Exercise: Edit the lines starting at the one that contains "sunlit dune slope in this photo." and ending at the one that contains "[(574, 183), (649, 232)]", so that "snow patch" becomes "ice patch" and nothing else changes.

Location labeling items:
⁂

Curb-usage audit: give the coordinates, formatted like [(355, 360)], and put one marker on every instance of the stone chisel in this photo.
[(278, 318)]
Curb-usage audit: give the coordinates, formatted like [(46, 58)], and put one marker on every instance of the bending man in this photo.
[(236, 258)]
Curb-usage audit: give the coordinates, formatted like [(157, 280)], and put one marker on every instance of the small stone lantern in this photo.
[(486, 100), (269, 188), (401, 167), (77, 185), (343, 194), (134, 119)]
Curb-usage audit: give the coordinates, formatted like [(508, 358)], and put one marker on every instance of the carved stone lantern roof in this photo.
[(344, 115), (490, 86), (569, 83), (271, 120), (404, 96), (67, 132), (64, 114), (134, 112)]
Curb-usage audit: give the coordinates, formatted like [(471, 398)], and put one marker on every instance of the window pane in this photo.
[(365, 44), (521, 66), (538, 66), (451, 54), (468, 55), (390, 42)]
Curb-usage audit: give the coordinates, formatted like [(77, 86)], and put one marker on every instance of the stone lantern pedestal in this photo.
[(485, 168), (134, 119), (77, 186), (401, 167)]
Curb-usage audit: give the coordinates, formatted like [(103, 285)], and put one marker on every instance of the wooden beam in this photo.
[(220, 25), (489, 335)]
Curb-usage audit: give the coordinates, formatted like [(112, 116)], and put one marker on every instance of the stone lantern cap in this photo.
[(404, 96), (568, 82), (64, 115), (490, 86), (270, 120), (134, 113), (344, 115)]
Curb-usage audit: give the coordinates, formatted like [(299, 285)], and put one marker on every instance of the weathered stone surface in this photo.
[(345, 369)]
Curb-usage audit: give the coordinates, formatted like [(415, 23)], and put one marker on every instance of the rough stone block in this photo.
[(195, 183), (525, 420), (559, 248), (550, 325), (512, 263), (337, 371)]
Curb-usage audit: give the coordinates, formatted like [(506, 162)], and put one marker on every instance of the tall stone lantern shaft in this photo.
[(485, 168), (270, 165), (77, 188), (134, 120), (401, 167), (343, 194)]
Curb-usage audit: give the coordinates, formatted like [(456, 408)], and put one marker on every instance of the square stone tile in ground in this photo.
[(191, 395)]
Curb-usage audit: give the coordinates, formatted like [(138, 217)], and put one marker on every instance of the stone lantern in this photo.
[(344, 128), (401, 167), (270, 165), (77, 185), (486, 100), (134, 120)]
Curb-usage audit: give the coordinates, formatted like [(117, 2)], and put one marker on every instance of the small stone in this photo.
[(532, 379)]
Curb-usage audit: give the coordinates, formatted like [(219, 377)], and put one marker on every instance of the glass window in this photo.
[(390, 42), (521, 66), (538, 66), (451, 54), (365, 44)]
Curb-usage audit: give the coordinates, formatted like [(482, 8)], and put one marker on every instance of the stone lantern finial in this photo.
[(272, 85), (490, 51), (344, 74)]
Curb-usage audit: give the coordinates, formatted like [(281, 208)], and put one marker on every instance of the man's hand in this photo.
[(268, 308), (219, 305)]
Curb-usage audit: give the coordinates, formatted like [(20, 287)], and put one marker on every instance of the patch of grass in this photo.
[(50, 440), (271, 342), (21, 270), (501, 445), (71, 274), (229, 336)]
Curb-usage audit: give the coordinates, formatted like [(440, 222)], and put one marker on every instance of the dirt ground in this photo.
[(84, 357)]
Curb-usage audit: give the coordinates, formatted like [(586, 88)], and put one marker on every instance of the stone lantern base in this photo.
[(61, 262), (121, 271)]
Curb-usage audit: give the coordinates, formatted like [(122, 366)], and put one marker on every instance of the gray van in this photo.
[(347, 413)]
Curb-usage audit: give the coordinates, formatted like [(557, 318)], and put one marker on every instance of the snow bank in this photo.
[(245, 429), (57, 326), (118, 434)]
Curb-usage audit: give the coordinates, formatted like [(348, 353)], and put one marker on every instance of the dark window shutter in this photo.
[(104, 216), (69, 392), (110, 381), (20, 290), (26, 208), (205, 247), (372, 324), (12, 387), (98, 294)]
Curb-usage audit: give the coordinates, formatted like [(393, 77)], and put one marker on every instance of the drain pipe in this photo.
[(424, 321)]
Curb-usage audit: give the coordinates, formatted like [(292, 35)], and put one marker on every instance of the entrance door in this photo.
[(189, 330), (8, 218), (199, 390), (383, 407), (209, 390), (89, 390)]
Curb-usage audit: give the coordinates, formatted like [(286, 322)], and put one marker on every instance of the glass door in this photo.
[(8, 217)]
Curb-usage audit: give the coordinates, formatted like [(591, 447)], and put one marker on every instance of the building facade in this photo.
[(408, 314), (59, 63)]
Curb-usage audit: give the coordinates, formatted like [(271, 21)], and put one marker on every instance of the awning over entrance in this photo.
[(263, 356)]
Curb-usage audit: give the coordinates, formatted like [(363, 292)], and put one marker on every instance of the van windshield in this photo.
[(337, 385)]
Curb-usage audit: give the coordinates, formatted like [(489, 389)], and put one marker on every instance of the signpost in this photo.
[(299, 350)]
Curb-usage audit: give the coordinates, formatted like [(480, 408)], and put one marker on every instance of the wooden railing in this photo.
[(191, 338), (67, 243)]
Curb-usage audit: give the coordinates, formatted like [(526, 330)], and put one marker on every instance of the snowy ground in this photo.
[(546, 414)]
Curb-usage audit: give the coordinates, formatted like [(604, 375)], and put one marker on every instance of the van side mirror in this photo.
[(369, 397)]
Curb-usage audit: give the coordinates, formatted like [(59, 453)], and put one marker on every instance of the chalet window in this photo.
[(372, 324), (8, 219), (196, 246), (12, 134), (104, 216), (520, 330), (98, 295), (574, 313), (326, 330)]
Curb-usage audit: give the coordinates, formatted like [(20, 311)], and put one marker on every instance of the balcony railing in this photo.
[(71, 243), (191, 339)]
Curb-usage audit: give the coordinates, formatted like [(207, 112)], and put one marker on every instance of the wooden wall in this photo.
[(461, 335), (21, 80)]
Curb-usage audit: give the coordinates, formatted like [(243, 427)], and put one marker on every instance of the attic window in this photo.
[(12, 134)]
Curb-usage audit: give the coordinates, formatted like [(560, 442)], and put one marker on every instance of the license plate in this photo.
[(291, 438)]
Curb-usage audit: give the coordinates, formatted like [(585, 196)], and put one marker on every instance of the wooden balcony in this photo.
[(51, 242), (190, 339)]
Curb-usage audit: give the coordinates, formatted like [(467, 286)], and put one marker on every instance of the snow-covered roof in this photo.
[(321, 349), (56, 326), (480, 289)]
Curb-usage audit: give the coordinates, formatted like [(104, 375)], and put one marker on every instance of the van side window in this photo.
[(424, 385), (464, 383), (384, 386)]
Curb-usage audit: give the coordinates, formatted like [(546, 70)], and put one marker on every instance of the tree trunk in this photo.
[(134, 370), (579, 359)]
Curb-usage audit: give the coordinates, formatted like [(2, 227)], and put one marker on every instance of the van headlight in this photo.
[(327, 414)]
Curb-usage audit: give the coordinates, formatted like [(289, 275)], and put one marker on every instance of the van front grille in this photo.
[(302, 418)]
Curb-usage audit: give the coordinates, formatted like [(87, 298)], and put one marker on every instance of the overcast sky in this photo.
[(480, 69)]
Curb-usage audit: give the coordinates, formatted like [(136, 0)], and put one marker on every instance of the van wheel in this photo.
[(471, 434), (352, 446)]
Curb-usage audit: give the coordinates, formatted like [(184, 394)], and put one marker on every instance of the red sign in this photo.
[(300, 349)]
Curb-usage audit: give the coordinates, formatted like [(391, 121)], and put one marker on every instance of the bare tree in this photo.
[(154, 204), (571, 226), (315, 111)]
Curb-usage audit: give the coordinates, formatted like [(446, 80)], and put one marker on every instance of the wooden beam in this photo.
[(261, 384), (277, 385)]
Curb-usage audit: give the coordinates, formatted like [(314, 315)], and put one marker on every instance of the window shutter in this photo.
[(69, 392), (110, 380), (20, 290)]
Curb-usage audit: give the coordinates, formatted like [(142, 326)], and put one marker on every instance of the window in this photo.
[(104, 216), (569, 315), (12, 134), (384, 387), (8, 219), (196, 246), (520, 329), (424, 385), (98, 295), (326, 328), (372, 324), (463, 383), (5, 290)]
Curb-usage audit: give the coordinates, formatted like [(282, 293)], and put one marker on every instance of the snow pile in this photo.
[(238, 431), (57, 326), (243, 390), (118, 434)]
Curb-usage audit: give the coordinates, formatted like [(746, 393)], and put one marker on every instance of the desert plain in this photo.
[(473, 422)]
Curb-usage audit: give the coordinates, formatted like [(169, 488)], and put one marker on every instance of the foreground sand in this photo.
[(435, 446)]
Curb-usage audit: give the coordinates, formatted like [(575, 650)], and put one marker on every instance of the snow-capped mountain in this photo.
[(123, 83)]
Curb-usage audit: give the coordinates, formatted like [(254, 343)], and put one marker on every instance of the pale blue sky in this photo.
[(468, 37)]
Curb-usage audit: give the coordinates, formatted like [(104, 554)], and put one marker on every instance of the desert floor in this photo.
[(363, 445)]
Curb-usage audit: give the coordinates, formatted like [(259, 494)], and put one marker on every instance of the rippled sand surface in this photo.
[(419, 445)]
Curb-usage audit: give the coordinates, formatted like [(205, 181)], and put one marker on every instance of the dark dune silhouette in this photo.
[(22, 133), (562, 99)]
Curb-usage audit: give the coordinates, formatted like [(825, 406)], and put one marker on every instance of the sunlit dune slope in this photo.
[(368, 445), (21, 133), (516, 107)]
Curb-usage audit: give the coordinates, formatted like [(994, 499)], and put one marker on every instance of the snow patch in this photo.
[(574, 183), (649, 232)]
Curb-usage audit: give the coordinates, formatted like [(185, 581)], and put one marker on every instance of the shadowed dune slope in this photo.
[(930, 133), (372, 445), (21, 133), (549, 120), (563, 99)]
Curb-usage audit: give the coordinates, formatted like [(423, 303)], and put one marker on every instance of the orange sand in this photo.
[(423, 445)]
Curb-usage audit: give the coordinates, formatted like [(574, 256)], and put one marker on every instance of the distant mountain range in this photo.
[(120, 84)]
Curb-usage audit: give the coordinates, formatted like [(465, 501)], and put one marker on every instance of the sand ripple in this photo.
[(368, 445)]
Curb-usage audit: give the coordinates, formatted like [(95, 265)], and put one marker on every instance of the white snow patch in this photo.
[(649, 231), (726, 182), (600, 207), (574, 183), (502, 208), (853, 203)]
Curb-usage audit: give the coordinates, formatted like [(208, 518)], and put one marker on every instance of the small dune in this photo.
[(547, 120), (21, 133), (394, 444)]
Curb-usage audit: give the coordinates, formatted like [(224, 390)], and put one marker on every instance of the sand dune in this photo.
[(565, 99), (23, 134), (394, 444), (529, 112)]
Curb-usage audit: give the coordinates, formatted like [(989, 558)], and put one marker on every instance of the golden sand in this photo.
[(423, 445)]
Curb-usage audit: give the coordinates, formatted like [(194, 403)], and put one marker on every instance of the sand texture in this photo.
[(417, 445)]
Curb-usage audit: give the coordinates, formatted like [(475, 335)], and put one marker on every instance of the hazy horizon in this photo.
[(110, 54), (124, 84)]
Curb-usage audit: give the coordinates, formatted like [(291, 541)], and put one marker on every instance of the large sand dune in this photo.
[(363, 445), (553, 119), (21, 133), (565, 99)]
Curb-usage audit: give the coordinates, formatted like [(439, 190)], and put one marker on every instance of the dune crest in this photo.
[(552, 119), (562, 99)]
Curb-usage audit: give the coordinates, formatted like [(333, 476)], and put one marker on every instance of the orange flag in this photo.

⁂

The completed task:
Curb-usage audit: give the coordinates, formatted like [(825, 406)], and put one marker on every instance of the sunlit dune slope in this photo.
[(368, 445), (21, 133), (516, 107)]
Curb-usage audit: give the coordinates, formatted like [(994, 499)], and put one marker on every instance of the ice patch in this photo.
[(574, 183), (649, 232)]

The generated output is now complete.